**Dataset**:
§ §
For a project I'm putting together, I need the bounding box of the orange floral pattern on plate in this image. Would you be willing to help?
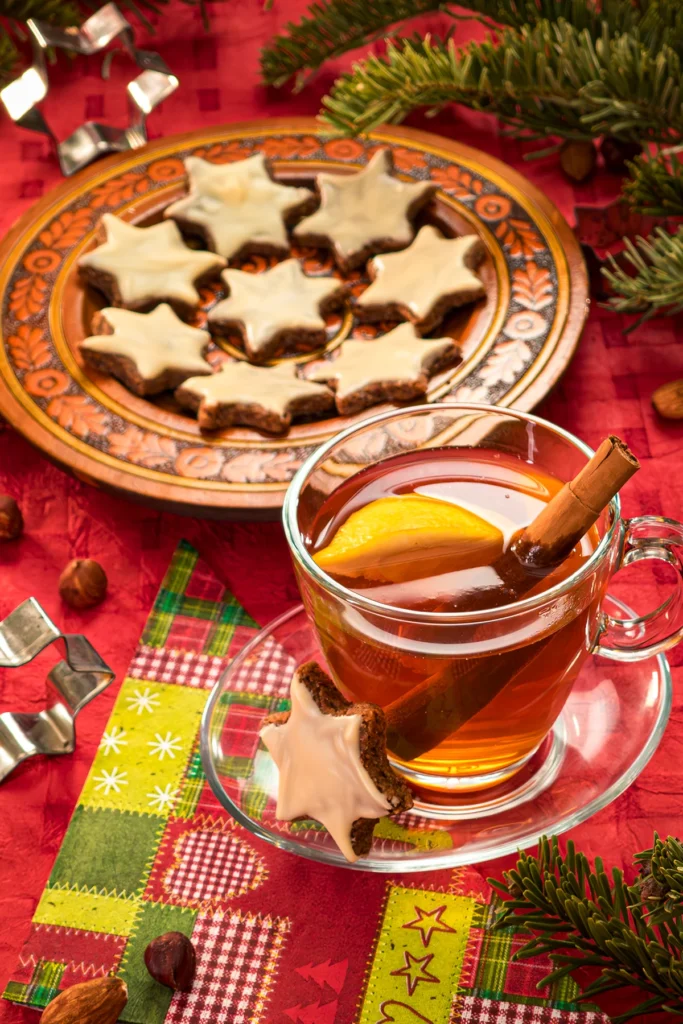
[430,164,483,199]
[24,370,70,398]
[512,260,555,309]
[0,129,557,495]
[7,324,52,370]
[47,394,109,439]
[38,207,94,251]
[109,425,177,469]
[175,447,225,480]
[9,276,48,321]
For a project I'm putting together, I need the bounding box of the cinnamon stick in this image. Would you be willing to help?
[384,435,640,760]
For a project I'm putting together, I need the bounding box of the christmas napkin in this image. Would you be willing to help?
[4,543,601,1024]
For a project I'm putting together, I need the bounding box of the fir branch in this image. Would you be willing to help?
[261,0,449,90]
[624,150,683,217]
[323,20,683,142]
[602,227,683,327]
[261,0,683,88]
[492,835,683,1022]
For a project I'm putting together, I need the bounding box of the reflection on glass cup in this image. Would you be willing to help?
[284,404,683,793]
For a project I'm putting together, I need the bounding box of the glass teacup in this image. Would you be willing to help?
[284,403,683,793]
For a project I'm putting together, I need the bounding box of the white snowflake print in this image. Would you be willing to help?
[147,782,178,811]
[147,732,182,761]
[99,725,128,757]
[93,768,128,797]
[126,686,159,715]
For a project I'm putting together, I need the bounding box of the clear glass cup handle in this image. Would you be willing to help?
[593,515,683,662]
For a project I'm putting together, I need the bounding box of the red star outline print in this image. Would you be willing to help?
[401,904,456,949]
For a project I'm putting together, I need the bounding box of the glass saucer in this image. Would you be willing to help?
[202,597,672,871]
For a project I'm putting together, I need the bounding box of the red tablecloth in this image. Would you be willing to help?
[0,0,683,1022]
§ §
**Set problem**:
Pull out every line of the listing above that contains the string "help", matching uppercase and lowercase exactly.

**Answer to the problem**:
For a project I'm putting together, I need the bounding box of the orange floral pattern on plate in this image. Would you be willing to help?
For a project I'm putting together, I need the bounding box of the cinnamon stick in this image. Would you be willing to help?
For a project I'm putting together, I need the bounding box of the christmas napkin in this image. Would you be willing to help?
For a project I'm putting together, I need the bounding box of the fir branch in this image. Would you be willing to help?
For a project I'm putting together, I need the bounding box of the reflection on glass cup in this image. Would you be willing to help?
For a project I'm putting together, I need the bounding box of the glass teacup in this image. Would you be willing to help?
For a project I'm putting together, I need the bounding box of the white snowflake print in this image. Would you be willing to help?
For a project I'm putting together, I need the bounding box of the clear glass cup handle in this image. Would you be willing to help?
For a project I'm putting together, I need the bounding box of the red star outline print in this image. Would you be willing to help?
For a project I'm putting together, I need the bounding box of the glass saucer in this image. Would you be willing to help?
For a project I'm putting together, I need the bounding box of the red tablecloth in this image. Would you be willing to help?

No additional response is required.